TASK DIRECTIONS. Format every line of the records below as a JSON list of strings, one string per line, omitting blank lines.

[Object detection data]
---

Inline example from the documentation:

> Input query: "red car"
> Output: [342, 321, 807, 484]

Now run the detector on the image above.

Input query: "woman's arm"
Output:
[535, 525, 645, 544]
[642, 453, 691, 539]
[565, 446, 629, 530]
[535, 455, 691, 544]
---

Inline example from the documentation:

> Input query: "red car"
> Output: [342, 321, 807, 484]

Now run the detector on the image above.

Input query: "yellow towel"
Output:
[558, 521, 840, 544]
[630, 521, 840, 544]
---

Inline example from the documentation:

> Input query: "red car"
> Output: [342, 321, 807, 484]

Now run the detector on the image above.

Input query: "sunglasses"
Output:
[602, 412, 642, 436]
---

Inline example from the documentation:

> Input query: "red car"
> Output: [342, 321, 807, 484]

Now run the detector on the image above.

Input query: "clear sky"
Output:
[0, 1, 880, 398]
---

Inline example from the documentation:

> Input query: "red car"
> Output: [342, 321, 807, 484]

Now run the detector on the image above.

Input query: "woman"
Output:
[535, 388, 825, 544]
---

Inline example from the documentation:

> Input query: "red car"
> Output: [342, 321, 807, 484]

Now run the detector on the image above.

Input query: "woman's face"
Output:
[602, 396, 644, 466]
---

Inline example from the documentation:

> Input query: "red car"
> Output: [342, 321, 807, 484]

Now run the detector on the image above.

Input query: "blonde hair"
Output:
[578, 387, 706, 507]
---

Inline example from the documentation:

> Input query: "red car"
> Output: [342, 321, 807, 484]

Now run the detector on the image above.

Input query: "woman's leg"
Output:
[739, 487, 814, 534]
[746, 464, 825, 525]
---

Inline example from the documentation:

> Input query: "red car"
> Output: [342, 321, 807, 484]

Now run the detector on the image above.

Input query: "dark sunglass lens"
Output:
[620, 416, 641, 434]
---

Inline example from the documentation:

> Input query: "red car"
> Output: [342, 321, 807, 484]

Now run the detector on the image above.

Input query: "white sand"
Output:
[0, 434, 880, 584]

SOLUTION TO THE PROBLEM.
[
  "---",
  "Inline example from the documentation:",
  "> Input query: \"red car\"",
  "> Output: [342, 321, 807, 484]",
  "Now run the detector on the image above.",
  "Input query: \"woman's arm\"",
  "Output:",
  "[535, 525, 645, 544]",
  "[642, 453, 691, 539]",
  "[565, 446, 629, 530]",
  "[535, 455, 691, 544]",
  "---",
  "Inline example from the documentation:",
  "> Input query: \"red car\"",
  "> Output: [342, 321, 807, 484]",
  "Now run the detector on the image above.",
  "Input query: \"yellow towel\"",
  "Output:",
  "[558, 521, 840, 544]",
  "[630, 521, 840, 544]",
  "---",
  "Inline example from the documentation:",
  "> Input query: \"red car\"",
  "> Output: [342, 321, 807, 484]",
  "Now run the detector on the image above.",
  "Input query: \"sunglasses\"",
  "Output:",
  "[602, 412, 642, 436]",
  "---",
  "Inline example from the documentation:",
  "> Input query: \"red car\"",
  "> Output: [342, 321, 807, 484]",
  "Now run the detector on the image above.",
  "Input query: \"clear sky\"",
  "Output:",
  "[0, 1, 880, 398]",
  "---",
  "Inline example from the documentation:",
  "> Input query: \"red car\"",
  "> Output: [342, 321, 807, 484]",
  "Now run the detector on the image above.",
  "Input query: \"woman\"",
  "Output:",
  "[535, 388, 825, 544]",
  "---",
  "Inline example from the documentation:",
  "> Input query: \"red car\"",
  "> Output: [342, 321, 807, 484]",
  "Now run the detector on the image above.",
  "Input query: \"woman's face\"",
  "Output:",
  "[602, 396, 644, 466]",
  "---",
  "Inline example from the documentation:",
  "> Input query: \"red car\"",
  "> Output: [342, 321, 807, 484]",
  "Now run the detector on the image above.",
  "Input query: \"blonde hair\"",
  "Output:",
  "[578, 387, 706, 507]",
  "---",
  "Inline example from the documentation:",
  "> Input query: \"red car\"",
  "> Output: [342, 321, 807, 484]",
  "Now run the detector on the image above.",
  "Input query: \"woman's leg\"",
  "Output:",
  "[739, 487, 814, 534]",
  "[746, 464, 825, 525]",
  "---",
  "Inline example from the documentation:",
  "> Input query: \"red car\"",
  "> Output: [342, 321, 807, 484]",
  "Now run the detector on the image above.",
  "Input query: \"dark sunglass lens\"",
  "Output:",
  "[620, 416, 641, 434]",
  "---",
  "Inline example from the documentation:",
  "> Input query: \"red car\"",
  "> Output: [342, 321, 807, 484]",
  "Now run the detector on the image above.",
  "Input query: \"white sand\"",
  "Output:",
  "[0, 434, 880, 584]"
]